### Tasks to perform
1: According to the implied volatility documentation, which method is used to value the American option?
2: Write out, word for word, the section of the implied volatility documentation that opens with the words containing "## Default S3" and closes with "timeSteps=150, gridPoints=151)".
3: Continue the implied volatility documentation from where it stops.

Text shown start

| AmericanOptionImpliedVolatility {RQuantLib} | R Documentation |
The AmericanOptionImpliedVolatility function solves for the
(unobservable) implied volatility, given an option price as well as
the other required parameters to value an option.
## Default S3 method:
AmericanOptionImpliedVolatility(type, value,
underlying, strike,
dividendYield, riskFreeRate, maturity, volatility,
timeSteps=150, gridPoints=151)
## S3 method for class 'ImpliedVolatility':
print
## S3 method for class 'ImpliedVolatility':
summary
type |
A string with one of the values call or put |
value |
Value of the option (used only for ImpliedVolatility calculation) |
underlying |
Current price of the underlying stock |
strike |
Strike price of the option |
dividendYield |
Continuous dividend yield (as a fraction) of the stock |
riskFreeRate |
Risk-free rate |
maturity |
Time to maturity (in fractional years) |
volatility |
Initial guess for the volatility of the underlying stock |
timeSteps |
Time steps for the Finite Differences method, default value is 150 |
gridPoints |
Grid points for the Finite Differences method, default value is 151 |
The Finite Differences method is used to value the American Option. Implied volatilities are then calculated numerically.

Text shown end
Data lines start

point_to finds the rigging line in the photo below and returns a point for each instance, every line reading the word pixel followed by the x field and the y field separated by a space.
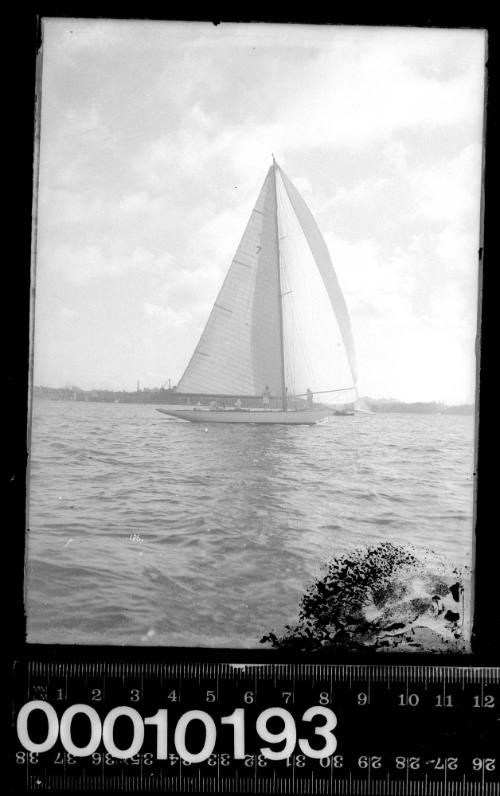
pixel 280 300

Data lines end

### Exercise responses
1: The Finite Differences method.

2:
## Default S3 method:
AmericanOptionImpliedVolatility(type, value,
underlying, strike,
dividendYield, riskFreeRate, maturity, volatility,
timeSteps=150, gridPoints=151)

3:
Please see any decent Finance textbook for background reading, and the
QuantLib documentation for details on the QuantLib
implementation.
The AmericanOptionImpliedVolatility function returns an object
of class ImpliedVolatility. It contains a list with the
following elements:
impliedVol |
The volatility implied by the given market prices |
parameters |
List with the option parameters used |
The interface might change in future release as QuantLib
stabilises its own API.
Dirk Eddelbuettel edd@debian.org for the R interface;
the QuantLib Group for QuantLib
http://quantlib.org for details on QuantLib.
EuropeanOption,AmericanOption,BinaryOption
AmericanOptionImpliedVolatility(type="call", value=11.10, underlying=100,
strike=100, dividendYield=0.01, riskFreeRate=0.03,
maturity=0.5, volatility=0.4)